# Quoted passage
<<<<

Some debugs lefts, I will remove this.

>> +			scatterwalk_map_and_copy(rctx->dd->xmit_buf, req->src,
>> +				0, xmit_len, 0);
>> +		}
>> +
>> +		sg_init_table(rctx->sgl, 1);
>> +		sg_set_buf(rctx->sgl, rctx->dd->xmit_buf, xmit_len);
>> +
>> +		rctx->sg = rctx->sgl;
>> +		rctx->sg_len = 1;
>> +	}
>> +
>> +	rctx->bufcnt = hash_later;
>> +	if (!final)
>> +		rctx->total = xmit_len;
>> +
>> +	return 0;
>> +}
>> +
>> +/**
>> + * s5p_hash_update_dma_stop()
>> + * @dd:		secss device
>> + *
>> + * Unmap scatterlist ctx->sg.
>> + */
>> +static int s5p_hash_update_dma_stop(struct s5p_aes_dev *dd)

>>>>

# Dataset rows
<<<<

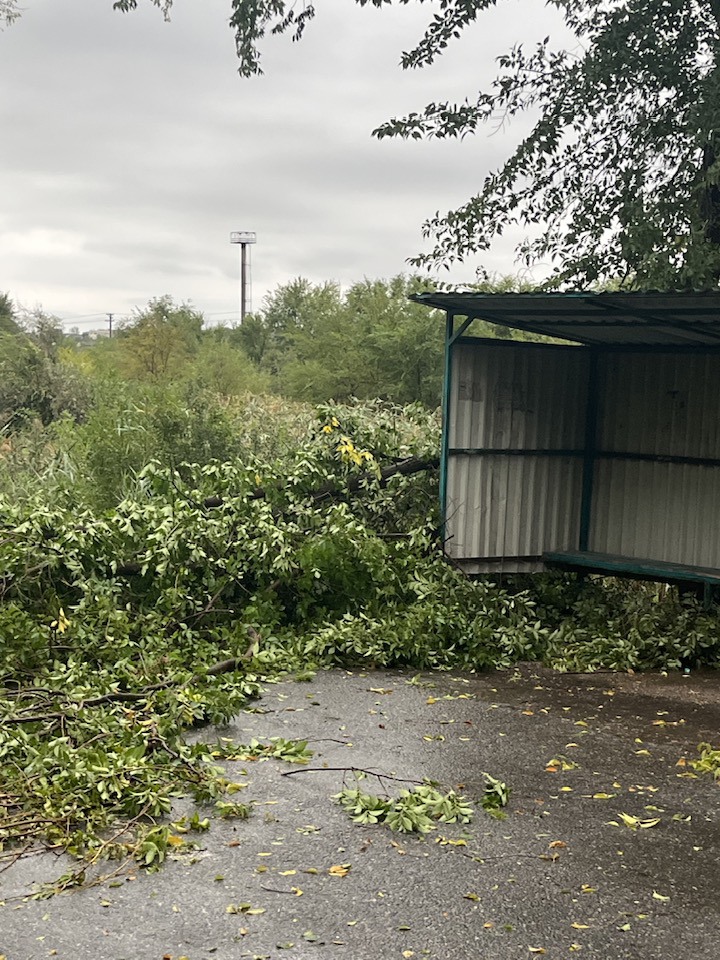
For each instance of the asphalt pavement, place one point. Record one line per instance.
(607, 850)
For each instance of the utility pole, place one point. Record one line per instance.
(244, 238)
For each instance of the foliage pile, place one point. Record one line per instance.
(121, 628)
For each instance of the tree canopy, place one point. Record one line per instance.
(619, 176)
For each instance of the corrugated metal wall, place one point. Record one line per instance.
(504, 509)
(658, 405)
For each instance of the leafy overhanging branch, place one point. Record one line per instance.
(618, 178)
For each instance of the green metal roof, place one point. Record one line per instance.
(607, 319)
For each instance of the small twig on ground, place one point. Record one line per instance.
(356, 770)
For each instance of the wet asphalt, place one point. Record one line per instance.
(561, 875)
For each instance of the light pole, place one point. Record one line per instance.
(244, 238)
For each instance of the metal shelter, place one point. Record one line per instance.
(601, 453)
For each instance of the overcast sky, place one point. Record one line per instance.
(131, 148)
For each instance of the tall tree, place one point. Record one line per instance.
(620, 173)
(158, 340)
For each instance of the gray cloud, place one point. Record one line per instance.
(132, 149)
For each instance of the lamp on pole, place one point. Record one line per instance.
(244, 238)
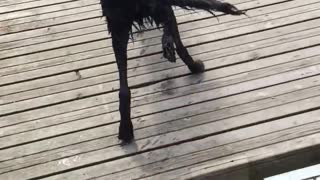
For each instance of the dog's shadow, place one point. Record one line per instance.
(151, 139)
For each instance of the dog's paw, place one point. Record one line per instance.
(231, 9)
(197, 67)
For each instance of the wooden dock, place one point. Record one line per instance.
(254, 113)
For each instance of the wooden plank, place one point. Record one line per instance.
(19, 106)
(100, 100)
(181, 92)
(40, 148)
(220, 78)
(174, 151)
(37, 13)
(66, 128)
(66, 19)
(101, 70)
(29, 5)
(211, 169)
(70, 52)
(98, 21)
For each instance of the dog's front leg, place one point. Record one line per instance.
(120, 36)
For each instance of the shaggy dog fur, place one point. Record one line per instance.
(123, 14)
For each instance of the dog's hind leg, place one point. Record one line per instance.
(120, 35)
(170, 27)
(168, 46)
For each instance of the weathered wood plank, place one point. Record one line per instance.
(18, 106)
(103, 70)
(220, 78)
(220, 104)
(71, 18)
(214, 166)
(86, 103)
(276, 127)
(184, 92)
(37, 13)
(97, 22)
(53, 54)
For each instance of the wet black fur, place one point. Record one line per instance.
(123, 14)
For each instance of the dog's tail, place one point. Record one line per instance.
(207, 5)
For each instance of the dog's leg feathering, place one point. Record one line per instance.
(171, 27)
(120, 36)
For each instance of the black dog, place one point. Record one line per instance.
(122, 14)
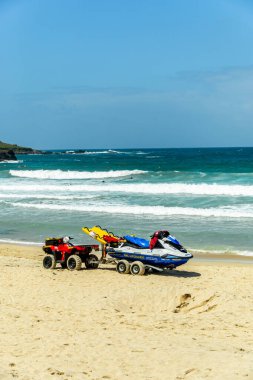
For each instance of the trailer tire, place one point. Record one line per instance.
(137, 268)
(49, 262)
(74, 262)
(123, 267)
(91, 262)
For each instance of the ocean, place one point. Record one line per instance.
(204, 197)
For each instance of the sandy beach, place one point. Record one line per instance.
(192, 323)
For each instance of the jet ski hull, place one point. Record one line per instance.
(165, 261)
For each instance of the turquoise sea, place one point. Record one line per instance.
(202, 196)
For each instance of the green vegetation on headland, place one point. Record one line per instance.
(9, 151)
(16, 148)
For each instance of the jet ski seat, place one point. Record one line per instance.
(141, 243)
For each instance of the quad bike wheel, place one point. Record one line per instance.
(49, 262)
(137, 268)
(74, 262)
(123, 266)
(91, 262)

>>>>

# Tasks
1: Summarize the patch review excerpt in two sentences.
2: Pick up the patch review excerpt at the point where it stops and continue the quoted code.
The rows are separate material from the patch review excerpt.

# Results in order
1: The writer admits that some debug code was left in and promises to remove it. The quoted code copies data into a transmit buffer, sets up a single-entry scatterlist, updates the buffer count and total, and returns 0, and then it begins a function, s5p_hash_update_dma_stop(), whose comment says it unmaps the scatterlist ctx->sg.

2:
>> +{
>> +	struct s5p_hash_reqctx *ctx = ahash_request_ctx(dd->hash_req);
>> +
>> +	dma_unmap_sg(dd->dev, ctx->sg, ctx->sg_len, DMA_TO_DEVICE);
>> +	clear_bit(HASH_FLAGS_DMA_ACTIVE, &dd->hash_flags);
>> +
>> +	return 0;
>> +}
>> +
>> +/**
>> + * s5p_hash_update_req - process AHASH request
>> + * @dd:		device s5p_aes_dev
>> + *
>> + * Processes the input data from AHASH request using DMA
>> + * Current request should have ctx->sg prepared before.
>> + *
>> + * Returns: see s5p_hash_final below.
>> + */
>> +static int s5p_hash_update_req(struct s5p_aes_dev *dd)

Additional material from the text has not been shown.